What the task requires. The entries below need to be written out exactly, with no pictures included.

Listed records.
···

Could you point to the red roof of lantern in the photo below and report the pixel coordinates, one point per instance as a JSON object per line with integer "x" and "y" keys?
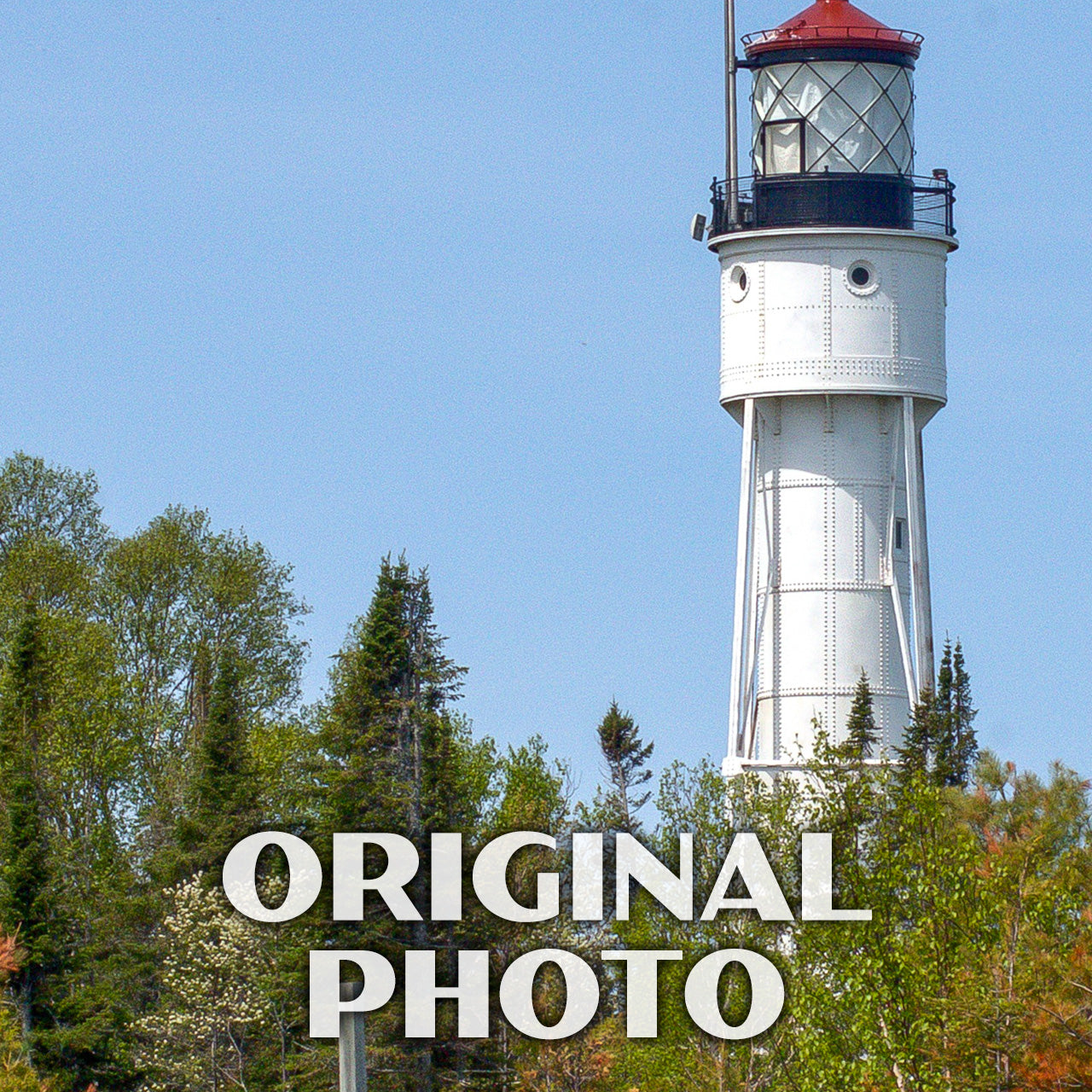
{"x": 833, "y": 23}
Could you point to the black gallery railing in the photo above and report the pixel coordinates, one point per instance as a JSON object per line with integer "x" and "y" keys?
{"x": 837, "y": 200}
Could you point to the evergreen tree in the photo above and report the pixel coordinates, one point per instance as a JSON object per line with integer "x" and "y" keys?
{"x": 862, "y": 735}
{"x": 624, "y": 755}
{"x": 917, "y": 753}
{"x": 398, "y": 759}
{"x": 27, "y": 897}
{"x": 955, "y": 744}
{"x": 222, "y": 800}
{"x": 966, "y": 749}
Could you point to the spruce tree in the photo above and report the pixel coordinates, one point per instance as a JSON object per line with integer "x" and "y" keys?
{"x": 394, "y": 761}
{"x": 861, "y": 729}
{"x": 222, "y": 806}
{"x": 624, "y": 755}
{"x": 956, "y": 745}
{"x": 966, "y": 749}
{"x": 944, "y": 744}
{"x": 27, "y": 896}
{"x": 917, "y": 753}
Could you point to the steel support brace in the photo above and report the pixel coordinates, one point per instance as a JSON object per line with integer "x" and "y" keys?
{"x": 919, "y": 549}
{"x": 741, "y": 643}
{"x": 900, "y": 620}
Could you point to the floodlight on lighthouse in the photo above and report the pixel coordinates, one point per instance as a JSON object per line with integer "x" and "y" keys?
{"x": 834, "y": 261}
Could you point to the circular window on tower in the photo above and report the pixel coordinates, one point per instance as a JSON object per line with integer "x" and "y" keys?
{"x": 738, "y": 282}
{"x": 862, "y": 279}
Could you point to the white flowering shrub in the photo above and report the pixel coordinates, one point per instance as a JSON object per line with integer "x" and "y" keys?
{"x": 212, "y": 1002}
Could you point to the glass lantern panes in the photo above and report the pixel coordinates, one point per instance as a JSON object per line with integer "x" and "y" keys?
{"x": 857, "y": 117}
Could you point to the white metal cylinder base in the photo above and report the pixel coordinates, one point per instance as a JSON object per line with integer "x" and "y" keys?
{"x": 833, "y": 359}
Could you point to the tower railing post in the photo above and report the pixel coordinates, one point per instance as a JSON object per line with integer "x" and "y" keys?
{"x": 730, "y": 115}
{"x": 351, "y": 1057}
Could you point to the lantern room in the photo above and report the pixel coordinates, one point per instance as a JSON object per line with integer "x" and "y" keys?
{"x": 833, "y": 112}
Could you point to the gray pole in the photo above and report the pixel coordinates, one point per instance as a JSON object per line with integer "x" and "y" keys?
{"x": 730, "y": 123}
{"x": 351, "y": 1060}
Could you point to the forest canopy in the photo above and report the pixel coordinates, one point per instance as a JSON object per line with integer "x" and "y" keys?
{"x": 151, "y": 717}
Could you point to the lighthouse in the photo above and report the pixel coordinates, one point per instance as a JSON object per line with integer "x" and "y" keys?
{"x": 833, "y": 258}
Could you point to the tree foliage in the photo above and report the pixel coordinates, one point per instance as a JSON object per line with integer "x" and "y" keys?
{"x": 150, "y": 717}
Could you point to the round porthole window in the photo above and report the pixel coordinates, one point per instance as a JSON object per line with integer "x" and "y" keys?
{"x": 738, "y": 282}
{"x": 862, "y": 279}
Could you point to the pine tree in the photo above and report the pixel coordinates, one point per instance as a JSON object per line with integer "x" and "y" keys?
{"x": 862, "y": 735}
{"x": 624, "y": 755}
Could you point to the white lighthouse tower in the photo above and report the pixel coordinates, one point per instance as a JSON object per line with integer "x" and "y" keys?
{"x": 833, "y": 323}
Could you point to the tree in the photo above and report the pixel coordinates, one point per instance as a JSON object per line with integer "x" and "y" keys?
{"x": 27, "y": 892}
{"x": 861, "y": 734}
{"x": 212, "y": 1005}
{"x": 396, "y": 757}
{"x": 940, "y": 738}
{"x": 222, "y": 804}
{"x": 38, "y": 502}
{"x": 624, "y": 755}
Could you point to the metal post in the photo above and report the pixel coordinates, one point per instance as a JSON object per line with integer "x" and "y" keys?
{"x": 730, "y": 121}
{"x": 745, "y": 543}
{"x": 919, "y": 549}
{"x": 351, "y": 1060}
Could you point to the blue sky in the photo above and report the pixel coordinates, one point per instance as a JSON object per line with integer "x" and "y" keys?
{"x": 362, "y": 279}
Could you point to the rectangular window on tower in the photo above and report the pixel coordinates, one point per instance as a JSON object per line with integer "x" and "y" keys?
{"x": 783, "y": 148}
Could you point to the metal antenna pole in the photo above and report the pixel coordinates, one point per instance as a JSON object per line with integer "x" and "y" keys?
{"x": 730, "y": 123}
{"x": 351, "y": 1060}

···

Task response.
Could you point to the red roof of lantern in the photo below and report the pixel coordinates, one point per instance as a JSON object per line with integer "x" and "y" keys?
{"x": 833, "y": 23}
Could you point to the black gallery railing in the photo above and report the pixel coordinates, one point per instance as a JSON object per line with integer "x" and "y" keys?
{"x": 837, "y": 200}
Could you point to the evergreen tree in the photo above and report the pixel coordinates, one point per instance as a JSON object per line with integer "x" and "y" keys?
{"x": 862, "y": 735}
{"x": 624, "y": 755}
{"x": 917, "y": 753}
{"x": 398, "y": 759}
{"x": 27, "y": 897}
{"x": 955, "y": 744}
{"x": 222, "y": 800}
{"x": 966, "y": 749}
Could you point to the spruce tree in the photo above and report the pixel coordinates, one point per instance as a JSON object per line with integer "x" and "y" keys?
{"x": 394, "y": 761}
{"x": 861, "y": 729}
{"x": 222, "y": 806}
{"x": 624, "y": 755}
{"x": 956, "y": 745}
{"x": 966, "y": 749}
{"x": 944, "y": 744}
{"x": 27, "y": 896}
{"x": 917, "y": 753}
Could you point to the steel support brace in the photo above and report the pixel coordinates, one point per instance as a JSON object per line with integer "x" and "y" keys?
{"x": 919, "y": 549}
{"x": 741, "y": 643}
{"x": 900, "y": 620}
Could you point to the floodlight on lighthouse in the photo above and report the pixel coordinates, one point per instance as a JSON object per line with integer "x" and "y" keys?
{"x": 834, "y": 261}
Could you point to the circular window on tower in the photo above and report the pixel coordinates, one point per instance as a JSON object per line with integer "x" and "y" keys?
{"x": 738, "y": 282}
{"x": 862, "y": 279}
Could you point to the white flowering shrub in the photo above and report the pixel coordinates, one point per instance as a JSON object per line with integer "x" and "y" keys?
{"x": 212, "y": 1002}
Could you point to the glass lantern panes in the photo above and report the pixel coordinates, one point per instance as a JSON object per line with integer "x" and "y" keys?
{"x": 857, "y": 117}
Could you point to the white metal cylinder base in the photo above and report the pixel coordinates, one point per instance as a JSON object per line with integer "x" and "y" keys?
{"x": 833, "y": 359}
Could you point to the tower railing post in the photo above and report the pixel coordinates, one point per instance as a JSON object per line with integer "x" and "y" keys?
{"x": 730, "y": 115}
{"x": 351, "y": 1057}
Could you point to the lantern room in the photo above and report the pixel coordinates, one point per instance as a JSON object per line with integer "x" and "y" keys?
{"x": 833, "y": 112}
Could you point to the gray pole in the photo above and report the pixel coordinates, one point per instance as a JSON object per line with integer "x" and "y" keys?
{"x": 730, "y": 123}
{"x": 351, "y": 1060}
Could you point to the forest canopy in the photo above and report the pixel coordinates, one point per instance as a JSON object per line with integer "x" and "y" keys?
{"x": 151, "y": 717}
Could you point to the lighthouse in the photo above and report the pixel coordinates, one point per instance as a JSON object per line with integer "x" and "y" keys?
{"x": 833, "y": 258}
Could you point to the tree foliage in the photo above and report the pixel coordinates, one point per instance as a JSON object per line with integer "x" and "y" keys?
{"x": 150, "y": 717}
Could you point to the round porthole window in the photo above and report the pixel coordinates, one point per instance as a JSON object per line with integer "x" and "y" keys?
{"x": 738, "y": 282}
{"x": 862, "y": 279}
Could you point to the pine tree in the photo above and report the pixel coordinates, one point per instance as a JSON object per line with integer "x" and "y" keys?
{"x": 862, "y": 735}
{"x": 624, "y": 755}
Could you point to the white lighthouse tower in the photo above and report the pixel coordinates, one point per instance as a JSON object per line with integer "x" and "y" keys?
{"x": 833, "y": 323}
Could you point to the tree in the photo above and report the pixel coordinates, one point per instance as a JSON object per line with integer "x" and "y" keys?
{"x": 27, "y": 892}
{"x": 861, "y": 734}
{"x": 212, "y": 1005}
{"x": 396, "y": 757}
{"x": 940, "y": 738}
{"x": 222, "y": 804}
{"x": 38, "y": 502}
{"x": 624, "y": 755}
Could you point to the metal post in the photo above and report the pixel coordinates, one point per instance as a JSON object per line with integer "x" and "y" keys?
{"x": 730, "y": 121}
{"x": 745, "y": 543}
{"x": 919, "y": 549}
{"x": 351, "y": 1060}
Could you point to the blue sky in the photo above and report the pixel coordinates, one point per instance as a JSON object per line with integer "x" and "y" keys?
{"x": 362, "y": 279}
Could you point to the rectangular window on tower in the photo above and report the pixel coordinates, one point per instance as a JSON object per line with integer "x" and "y" keys?
{"x": 783, "y": 148}
Could you point to the metal antenna pole in the photo above and report the pixel coordinates, one point per instance as a JSON object per line with integer "x" and "y" keys?
{"x": 730, "y": 123}
{"x": 351, "y": 1060}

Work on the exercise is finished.